(Exercise inputs Opens)

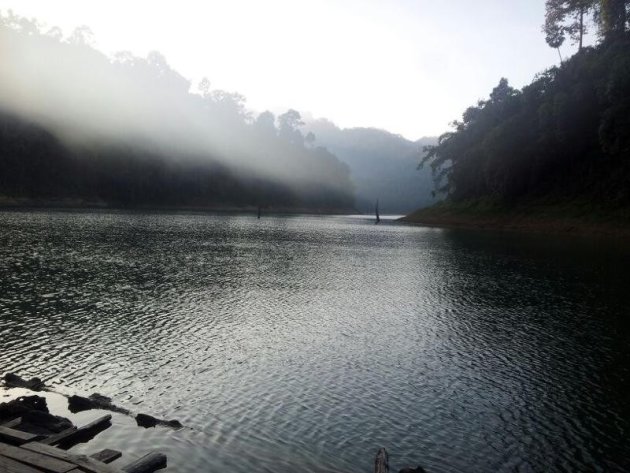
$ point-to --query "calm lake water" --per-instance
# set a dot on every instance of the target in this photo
(306, 343)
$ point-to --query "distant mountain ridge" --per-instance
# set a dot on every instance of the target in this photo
(382, 165)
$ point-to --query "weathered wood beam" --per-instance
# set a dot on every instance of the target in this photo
(16, 437)
(147, 464)
(43, 462)
(70, 437)
(13, 423)
(82, 461)
(11, 466)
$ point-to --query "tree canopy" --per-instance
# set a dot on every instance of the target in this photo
(566, 135)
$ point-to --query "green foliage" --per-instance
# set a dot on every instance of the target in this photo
(36, 161)
(566, 134)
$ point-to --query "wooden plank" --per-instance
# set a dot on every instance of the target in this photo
(56, 438)
(11, 466)
(381, 463)
(13, 423)
(38, 460)
(107, 455)
(16, 437)
(70, 437)
(82, 461)
(147, 464)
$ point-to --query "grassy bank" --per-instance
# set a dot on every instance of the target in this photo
(574, 217)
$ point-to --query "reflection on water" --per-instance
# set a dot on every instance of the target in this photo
(305, 343)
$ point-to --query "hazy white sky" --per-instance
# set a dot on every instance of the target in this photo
(409, 66)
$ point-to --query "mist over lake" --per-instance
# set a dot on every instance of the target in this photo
(304, 343)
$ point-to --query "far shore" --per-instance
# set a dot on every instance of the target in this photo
(550, 218)
(11, 203)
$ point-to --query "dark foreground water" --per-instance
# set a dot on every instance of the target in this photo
(305, 343)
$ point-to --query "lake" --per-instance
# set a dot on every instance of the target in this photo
(305, 343)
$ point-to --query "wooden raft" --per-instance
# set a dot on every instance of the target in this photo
(23, 452)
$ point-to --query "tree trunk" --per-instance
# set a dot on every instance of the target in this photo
(581, 29)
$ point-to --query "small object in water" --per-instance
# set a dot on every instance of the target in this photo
(381, 463)
(12, 380)
(417, 469)
(147, 421)
(95, 401)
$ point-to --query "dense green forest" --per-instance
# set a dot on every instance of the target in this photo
(382, 165)
(78, 126)
(565, 136)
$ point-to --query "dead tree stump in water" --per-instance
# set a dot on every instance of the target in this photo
(381, 464)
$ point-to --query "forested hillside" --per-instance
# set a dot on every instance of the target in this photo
(565, 137)
(382, 165)
(76, 125)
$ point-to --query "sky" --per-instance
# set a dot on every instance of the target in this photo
(410, 67)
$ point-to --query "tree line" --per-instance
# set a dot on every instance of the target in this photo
(566, 135)
(195, 146)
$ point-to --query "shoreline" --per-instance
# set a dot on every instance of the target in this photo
(17, 204)
(556, 219)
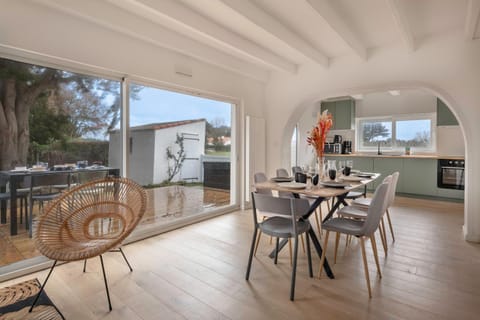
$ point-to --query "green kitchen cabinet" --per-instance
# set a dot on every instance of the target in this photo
(387, 166)
(445, 117)
(419, 177)
(343, 113)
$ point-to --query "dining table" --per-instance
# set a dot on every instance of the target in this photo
(16, 177)
(325, 189)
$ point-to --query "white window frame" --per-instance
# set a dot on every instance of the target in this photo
(394, 119)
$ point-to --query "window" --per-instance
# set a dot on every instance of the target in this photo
(397, 132)
(293, 147)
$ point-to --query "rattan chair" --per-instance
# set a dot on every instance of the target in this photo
(80, 225)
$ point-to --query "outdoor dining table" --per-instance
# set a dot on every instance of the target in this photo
(15, 178)
(319, 193)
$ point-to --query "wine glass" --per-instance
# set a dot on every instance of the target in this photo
(332, 169)
(341, 167)
(348, 167)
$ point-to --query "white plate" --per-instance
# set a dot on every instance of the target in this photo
(365, 174)
(352, 178)
(334, 184)
(293, 185)
(282, 179)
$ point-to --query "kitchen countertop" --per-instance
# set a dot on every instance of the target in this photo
(396, 155)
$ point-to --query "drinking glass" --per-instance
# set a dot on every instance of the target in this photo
(341, 166)
(332, 169)
(348, 167)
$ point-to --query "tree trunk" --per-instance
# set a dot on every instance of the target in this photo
(8, 126)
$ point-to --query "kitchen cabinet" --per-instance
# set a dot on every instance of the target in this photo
(445, 117)
(385, 167)
(343, 113)
(418, 176)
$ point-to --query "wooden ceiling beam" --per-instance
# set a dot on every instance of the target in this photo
(402, 24)
(472, 20)
(271, 25)
(328, 13)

(Exercise inputs Closes)

Work request: An exact copy of the data above is required, printed without its pictures.

Exercise output:
$ point-to --query "calm lake water" --per-instance
# set a dot on every instance of the target in this photo
(306, 343)
$ point-to --query "distant mountain ridge" --per-instance
# set a dot on every instance of the target in this photo
(382, 165)
$ point-to --query "weathered wood beam" --per-instance
# set a dot on every instance of the target in this photo
(16, 437)
(147, 464)
(43, 462)
(70, 437)
(13, 423)
(82, 461)
(11, 466)
$ point-to --query "tree canopy" --per-instance
# set a dot on every instance of the target in this photo
(566, 135)
$ point-to --query "green foliage" --per-instance
# set a dot on every instance of the target in this photo
(36, 161)
(566, 134)
$ point-to --query "wooden plank" --per-instance
# set a dot on every instance of the target in this photo
(56, 438)
(11, 466)
(381, 463)
(13, 423)
(38, 460)
(107, 455)
(16, 437)
(70, 437)
(82, 461)
(147, 464)
$ point-to --query "grassy bank" --per-instance
# set a dot on every instance of the target in this photo
(574, 217)
$ point-to --query "reflection on water" --per-instance
# set a dot on every instance of the target in this photo
(305, 343)
$ point-to --query "hazy white sky" --per-instance
# set a dot on every instance of the target in this photo
(409, 66)
$ point-to --query "mist over lake" --per-instance
# set a dot on every instance of the target in this photo
(304, 343)
$ point-to --query "far shore" --per-instance
# set a dot on every instance of the target in this photo
(550, 218)
(11, 203)
$ point-to --query "dark foreground water" --per-instance
# set a dot on every instance of the target in this photo
(305, 343)
$ point-to --query "lake" --per-instance
# set a dot on every instance of the target in this photo
(305, 343)
$ point-to --query "wooden raft" --per-instance
# set a dot on every instance of the target in this photo
(23, 452)
$ point-to --query "tree trunk" --per-instance
# set a dot on every instance of the target in this photo
(581, 29)
$ point-to --query "small object in water" --per-instance
# set a dot on every instance of the target in this photo
(381, 463)
(12, 380)
(417, 469)
(147, 421)
(95, 401)
$ point-to --query "dense green forest" --per-instance
# set a dot on every instance of the target in this photo
(382, 165)
(78, 126)
(565, 136)
$ point-to --query "dead tree stump in water" --per-instance
# set a dot on every instance of the target in this photo
(381, 464)
$ point-to --query "forested hillside" --per-instance
# set a dot on every instance of the target in this photo
(565, 137)
(382, 165)
(76, 125)
$ point-to --query "sky" --per-instance
# set a dot on every instance of the target in this photo
(410, 67)
$ point-to --query "tree line" --per-instance
# set a dot on every instance of the target in this photo
(566, 135)
(195, 146)
$ point-to --query "shoreline" --per-instance
# set a dot on every instance of the target in this photo
(17, 204)
(556, 219)
$ point-to --query "green kitchen cabinet" --per-instance
# set a dot on every instance of the target in this photo
(387, 166)
(445, 117)
(419, 177)
(343, 113)
$ point-to --query "dining table" --per-instance
# set a dot on every instance of the target in this photo
(16, 177)
(325, 189)
$ point-to --query "white window frame" --per-instance
# set a dot on every instance of the target in this photo
(394, 119)
$ point-to --query "window" --per-instance
# set a dot on every instance of the target in this photo
(397, 132)
(293, 147)
$ point-to --query "rattan chair" --per-instance
# set a dot on every instance of the target in this photo
(80, 225)
$ point-to --query "outdoor dining table" --per-instance
# set a dot on every instance of the target in this photo
(15, 178)
(319, 193)
$ point-to --query "wine glass" --per-instance
# set a dot on every instance of the target in this photo
(332, 169)
(341, 167)
(348, 167)
$ point-to --query "white plate" --per-instance
# set a dot on every instance of the target in this photo
(365, 174)
(352, 178)
(334, 184)
(293, 185)
(282, 179)
$ point-to --query "kitchen countertop" --per-instance
# set a dot on every instance of the target in this photo
(396, 155)
$ point-to --query "drinking glass" --per-instance
# set a dot on every instance of the target in this photo
(341, 166)
(332, 169)
(348, 167)
$ point-to --query "tree trunk" --per-instance
# set a dot on every instance of the target in this photo
(8, 126)
$ point-to --query "kitchen cabinet" --per-instance
# set a dot on every instance of the target in this photo
(445, 117)
(385, 167)
(343, 113)
(418, 176)
$ point-to --query "wooden ceiling beam" --per-instance
# set a dot on every instance of the target in this photo
(402, 24)
(472, 20)
(271, 25)
(328, 13)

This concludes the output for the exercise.